_YOUR TASKS_:
1. In the blog post about Lord Legerwood, who is the rake on whom Kitty Charing has set her heart?
2. Carry on the blog post about Lord Legerwood from the point at which it stops.

_EXCERPT PROVIDED_:
If you’ve hung around my blog long enough, you may have noticed that I quite like Georgette Heyer’s books. (If you haven’t noticed, I give you the evidence of: How do you reform a rake? Deathbeds and [plenty of] Adventure, and A Dash of Heyer.)
Ah-hem. Moving on. The time has come to discuss one of her side-characters. He’s long been a favourite of mine. I have decided to share him with you.
It is my firm opinion that Lord Legerwood – found in Cotillion – is the best thing since sliced bread, second-hand book shops and a hundred bars of white chocolate.
book summary // to set the scene
Kitty Charing can inherit a fortune from her irascible great-uncle Matthew when she marries one of her cousins. Kitty is not wholly averse, if the right nephew proposes. Unfortunately, Kitty has set her heart on Jack Westruther, a confirmed rake.
To make him jealous and to see a little more of the world, Kitty convinces cousin Freddy Standen to pose as her fiance. In London with his family, she hopes to render the elusive Jack madly jealous.
New friends embroil her in their romantic troubles, sprinkling witty banter with Parisian phrases. Her French cousin, Camille, a professional gambler, has won the heart of Olivia, in turn the object of Jack’s dishonorable intentions. Doltish cousin Lord Dolphinton has fallen for a merchant’s daughter in conflict with his mother. Kitty herself wonders who is really right for her.
Freddy is not known for his initiative, nor for his intelligence. His father – Lord Legerwood – is aware of this. His father is awesome. What follows is a beautiful journey in a blossoming father-son relationship.
bear with me and lemme show you
‘I shall have to hatch a scheme or other,’ [Freddy] decided.
‘Do you think you will?’ enquired Lord Legerwood, regarding him with a fascinated eye.

Recorded data
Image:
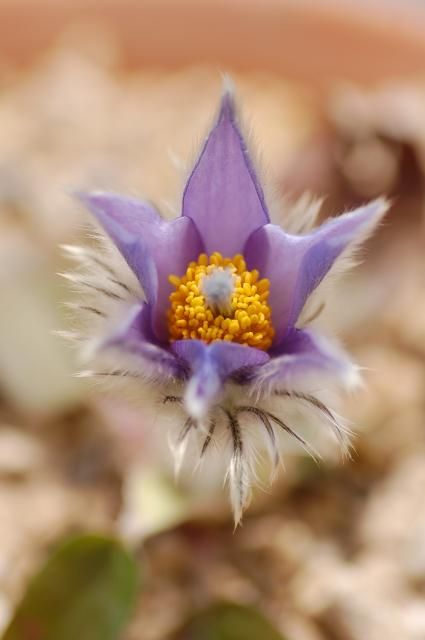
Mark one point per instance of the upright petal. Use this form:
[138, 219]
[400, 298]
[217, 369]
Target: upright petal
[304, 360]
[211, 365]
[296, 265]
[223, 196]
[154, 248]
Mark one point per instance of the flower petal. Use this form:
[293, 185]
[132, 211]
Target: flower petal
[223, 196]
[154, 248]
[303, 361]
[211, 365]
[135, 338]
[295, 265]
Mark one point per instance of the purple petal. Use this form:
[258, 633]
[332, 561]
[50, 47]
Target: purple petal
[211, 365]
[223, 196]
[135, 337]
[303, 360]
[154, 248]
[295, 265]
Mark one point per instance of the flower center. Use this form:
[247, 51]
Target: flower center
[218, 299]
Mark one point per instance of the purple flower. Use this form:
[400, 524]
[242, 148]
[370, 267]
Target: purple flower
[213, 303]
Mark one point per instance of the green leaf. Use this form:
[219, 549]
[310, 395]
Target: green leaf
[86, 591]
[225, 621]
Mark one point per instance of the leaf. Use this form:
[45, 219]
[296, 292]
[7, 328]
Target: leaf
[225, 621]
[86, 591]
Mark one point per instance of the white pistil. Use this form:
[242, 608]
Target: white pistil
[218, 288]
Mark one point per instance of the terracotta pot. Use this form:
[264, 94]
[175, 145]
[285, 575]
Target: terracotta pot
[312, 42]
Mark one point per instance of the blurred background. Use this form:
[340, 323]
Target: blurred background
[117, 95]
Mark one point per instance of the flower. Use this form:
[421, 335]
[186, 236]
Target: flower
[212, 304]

--

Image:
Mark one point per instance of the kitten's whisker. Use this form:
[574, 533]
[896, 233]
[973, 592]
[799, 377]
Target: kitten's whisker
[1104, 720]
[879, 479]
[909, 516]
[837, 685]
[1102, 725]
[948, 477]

--

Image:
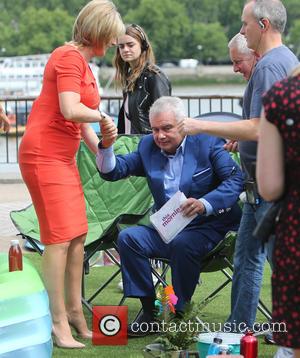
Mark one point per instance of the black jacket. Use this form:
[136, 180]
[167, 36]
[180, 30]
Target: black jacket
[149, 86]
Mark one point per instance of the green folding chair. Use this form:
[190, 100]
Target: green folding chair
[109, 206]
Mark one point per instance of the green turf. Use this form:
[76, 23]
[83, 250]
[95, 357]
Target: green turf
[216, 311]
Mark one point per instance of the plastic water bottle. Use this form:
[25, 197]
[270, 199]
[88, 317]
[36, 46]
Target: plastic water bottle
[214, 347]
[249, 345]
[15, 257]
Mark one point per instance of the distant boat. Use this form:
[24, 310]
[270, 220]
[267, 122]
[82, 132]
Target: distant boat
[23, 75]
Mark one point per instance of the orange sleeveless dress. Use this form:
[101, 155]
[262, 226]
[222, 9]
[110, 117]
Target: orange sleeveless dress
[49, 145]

_ANSWER SET_:
1. Jack Westruther

2.
Slowly, over the course of the book (and with far too few scenes for my liking) Lord Legerwood’s attitude towards his son changes.
‘Offended you, sir?’ asked Freddy intelligently.
‘Not at all. How came such an idea as that into your head?’
‘Notice more than you think,’ said Freddy, with simple pride. ‘Never call me Frederick except when I’ve vexed you.’
‘Almost you encourage me to look forward to a brilliant career for you!’ said his lordship, impressed.
He realises that his son has:
‘… depths hitherto unsuspected by me, my dear boy.’
Freddy has a sister, Meg by name, who is quite flighty.
‘Oblige me, Freddy, by telling me if Jack Westruther is often to be found in Berkeley Square?’
Freddy’s brow darkened. ‘Too dashed often, for my taste. No need for you to trouble yourself though. Keeping my eye on Meg!’
Lord Legerwood, sustaining yet another shock, said faintly: ‘You are?’
‘To be sure I am. What’s more, got my own notion of what’s in the wind.’ He nodded portentously, but added: ‘Don’t mean to say anything about that: not my affair! Trouble is – beginning to think he’s too damned loose in the haft!’
‘I have thought that any time these past seven years,’ said Lord Legerwood.
‘You have?’ said Freddy, regarding him with affectionate pride. ‘Always say you’re the downiest man I know, sir! Up to every rig and row in town!’
‘Freddy, you unman me!’ said his father, profoundly moved.
I could harp on about Freddy or the Twist of Pure Wonderousness that can be found in this novel. But I won’t. I will restrain myself. Because this post is dedicated to Lord Legerwood. An epic father. The Coolest Dude to Ever Dude.
I wish to commission someone to:
- create a time machine
- beseech Georgette Heyer to write a book for Lord Legerwood. (Scenes of him getting pleasantly surprised by his children, his wife or even a multitude of wildlife would be brilliant.)
Thank you and good night.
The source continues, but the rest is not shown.